## [TAREAS ESCRITAS]
1 – Según el texto sobre los accesos al aparcamiento del centro, ¿qué impide que la plaza de Canalejas esté a la altura de la plaza parisina de las Victoires? Responda en una a tres oraciones.
2 – Prosiga el texto sobre los accesos al aparcamiento del centro a partir de su última oración.

Los accesos —rampas, ascensores y escaleras— al aparcamiento subterráneo del centro han adulterado calles, plazas, aceras y la perspectiva que podrían ofrecer otros edificios singulares.



Aceras reducidas a su mínima expresión.

El histórico edificio del Banco de Bilbao, oculto tras un ascensor y una escalera.








Gran parte de la calzada de la calle de Alcalá convertida en una rampa de acceso del aparcamiento del Centro Canalejas.




El edificio del ministerio de Educación oculto tras una rampa del aparcamiento del Centro Canalejas.



La acera de la calle de Alcalá frente a la iglesia de las Calatravas, en restauración.






La plaza de Canalejas, las Cuatro Calles, no tendría nada que envidiar a la parisina de las Victoires, a pesar de la falta de una estatua del asesinado gobernante en su centro geométrico. Pero todos esos elementos citados, más las motos subidas a las aceras y unos bloques de piedra a modo de parapeto y banco mal concebido, la afean, vulgarizan y encutrecen.

## [EXTRACTO DEL LISTADO]
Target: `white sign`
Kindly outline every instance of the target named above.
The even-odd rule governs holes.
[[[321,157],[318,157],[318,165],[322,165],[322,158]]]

## [RESPUESTAS DEL EJERCICIO]
1 – Lo impiden los accesos al aparcamiento subterráneo (rampas, ascensores y escaleras), junto con las motos subidas a las aceras y unos bloques de piedra que hacen de parapeto y de banco mal concebido. Según el texto, todo ello afea, vulgariza y encutrece la plaza.

2 –
José Canalejas, presidente del Consejo de Ministros, fue tiroteado y muerto en 1912 a unas decenas de metros de distancia, mientras observaba el escaparate de la librería San Martín de la Puerta del Sol, desaparecida en 1992. Era colindante con la confitería La Pajarita, famosa por sus caramelos, célebres por el jeroglífico de su envoltorio. Cerró en 1991. La propiedad del edificio instó el expediente de ruina del inmueble y se desahució a los inquilinos, entre ellos la misma confitería, una administración de loterías y la adyacente librería. Otra operación especulativa propia de Madrid.
 









 

Antes, cuando desde la Puerta del Sol se levantaba la mirada hacia levante, se divisaba el luminoso de Tío Pepe, que coronaba el inmueble que hoy ocupa una mastodóntica tienda de una popular multinacional de la electrónica y sus servicios aparejados. Hoy, nuestra vista se topa con las chimeneas de Botín, las salidas de humos de los establecimientos de restauración ahora situados en los sótanos de los restos de lo que fueron unos palacios dedicados a la banca. Es la herencia que el banquero y sus continuadores han legado a los madrileños. También es un sarcasmo que las grandes corporaciones hablen de responsabilidad social y se vanaglorien de algo que no practican.

Las chimeneas de Botín con la Puerta del Sol en obras.